▶ **SET PROBLEM**
Rewrite the entries from the line containing "Where can you see the car windshield" through the last entry, requests included. Offset each point coordinate by adding 89 to every number.

Excerpts from point annotation data
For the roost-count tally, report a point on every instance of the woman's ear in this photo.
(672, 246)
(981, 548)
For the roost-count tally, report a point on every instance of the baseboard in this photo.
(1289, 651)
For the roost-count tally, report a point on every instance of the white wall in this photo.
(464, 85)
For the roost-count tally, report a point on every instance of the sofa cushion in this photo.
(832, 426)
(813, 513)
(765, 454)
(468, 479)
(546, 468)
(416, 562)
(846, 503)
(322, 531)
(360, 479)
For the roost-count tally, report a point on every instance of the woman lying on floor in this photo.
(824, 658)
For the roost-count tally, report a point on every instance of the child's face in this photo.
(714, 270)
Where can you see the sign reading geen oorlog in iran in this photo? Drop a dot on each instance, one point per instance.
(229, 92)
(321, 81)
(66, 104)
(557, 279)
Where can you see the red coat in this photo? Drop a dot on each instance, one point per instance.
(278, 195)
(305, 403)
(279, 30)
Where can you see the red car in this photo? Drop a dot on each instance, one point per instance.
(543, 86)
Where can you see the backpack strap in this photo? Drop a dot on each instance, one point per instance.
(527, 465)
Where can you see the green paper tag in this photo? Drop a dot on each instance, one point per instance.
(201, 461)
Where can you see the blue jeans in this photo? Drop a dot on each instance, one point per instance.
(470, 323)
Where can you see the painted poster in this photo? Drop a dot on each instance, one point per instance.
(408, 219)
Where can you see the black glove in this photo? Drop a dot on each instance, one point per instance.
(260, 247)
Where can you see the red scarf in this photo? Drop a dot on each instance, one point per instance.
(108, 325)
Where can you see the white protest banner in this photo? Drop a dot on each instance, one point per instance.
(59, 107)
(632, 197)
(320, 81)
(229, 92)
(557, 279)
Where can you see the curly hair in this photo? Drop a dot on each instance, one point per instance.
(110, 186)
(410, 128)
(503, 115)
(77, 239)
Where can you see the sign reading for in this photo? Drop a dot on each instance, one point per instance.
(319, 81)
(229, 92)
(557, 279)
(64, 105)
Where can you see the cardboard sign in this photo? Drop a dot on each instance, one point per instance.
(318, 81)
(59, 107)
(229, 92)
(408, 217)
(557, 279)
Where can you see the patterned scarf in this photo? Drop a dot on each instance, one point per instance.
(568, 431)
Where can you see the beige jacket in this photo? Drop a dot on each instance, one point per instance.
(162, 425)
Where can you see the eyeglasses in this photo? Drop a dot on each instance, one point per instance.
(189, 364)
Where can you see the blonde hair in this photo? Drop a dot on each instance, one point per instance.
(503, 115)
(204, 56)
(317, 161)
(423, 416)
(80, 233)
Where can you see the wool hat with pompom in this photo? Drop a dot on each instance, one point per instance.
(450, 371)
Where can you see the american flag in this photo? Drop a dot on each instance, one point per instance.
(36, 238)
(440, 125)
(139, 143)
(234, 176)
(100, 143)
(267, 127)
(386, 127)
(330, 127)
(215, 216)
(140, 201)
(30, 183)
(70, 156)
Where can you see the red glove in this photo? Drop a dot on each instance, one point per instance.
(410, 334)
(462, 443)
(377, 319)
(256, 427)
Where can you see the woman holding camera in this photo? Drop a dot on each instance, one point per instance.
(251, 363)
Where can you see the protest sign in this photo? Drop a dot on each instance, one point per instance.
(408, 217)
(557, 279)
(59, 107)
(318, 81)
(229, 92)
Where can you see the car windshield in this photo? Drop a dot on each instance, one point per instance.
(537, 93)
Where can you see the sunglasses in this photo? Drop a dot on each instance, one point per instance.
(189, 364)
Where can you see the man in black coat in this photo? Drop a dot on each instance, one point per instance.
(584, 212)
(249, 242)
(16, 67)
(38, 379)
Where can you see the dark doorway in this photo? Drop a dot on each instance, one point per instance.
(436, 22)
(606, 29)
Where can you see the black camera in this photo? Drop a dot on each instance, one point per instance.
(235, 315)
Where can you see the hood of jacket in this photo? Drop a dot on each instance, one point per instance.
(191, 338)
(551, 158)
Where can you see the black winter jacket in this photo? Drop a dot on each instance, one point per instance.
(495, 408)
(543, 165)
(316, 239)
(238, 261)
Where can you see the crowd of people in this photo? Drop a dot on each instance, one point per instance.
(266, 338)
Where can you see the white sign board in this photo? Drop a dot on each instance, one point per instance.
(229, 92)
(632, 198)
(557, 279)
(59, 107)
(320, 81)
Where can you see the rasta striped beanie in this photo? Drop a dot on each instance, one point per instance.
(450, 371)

▶ **RESPONSE TO THE TASK**
Where can you see the car windshield in this photo? Drop a dot on each instance, one point per instance.
(626, 182)
Where can you see the sunglasses in this photo? Drop a dot on each instance, one point per instance.
(278, 453)
Where can you see the man in black coat in this photo? Drop a dot on each instance, one point per instance.
(673, 301)
(338, 331)
(105, 156)
(127, 468)
Where can you see the dark doorway in this photo? Drop a dot on each instance, one point per instance.
(525, 111)
(695, 118)
Where can you see the black camera in this photo? Drop a dot on each instance, one point per instance.
(324, 404)
Where can you see the hood of jacket in this photo? Drop a dot on each instance, one point per instance.
(280, 427)
(640, 247)
Where can you see the black winter jacket in this photo? Drop a dot on each instance, one point per instance.
(584, 497)
(632, 254)
(405, 328)
(327, 350)
Where can you see the crowd of people in this photo? Drop a dot on each instance, one point per instance.
(355, 427)
Where can you see the white sign board in this photo? Drop a dot on each instance, one point per instance.
(318, 181)
(721, 287)
(646, 368)
(148, 196)
(409, 170)
Where can you see the rasta striped beanie in this photo? Drop a dot on each instance, one point per instance.
(539, 460)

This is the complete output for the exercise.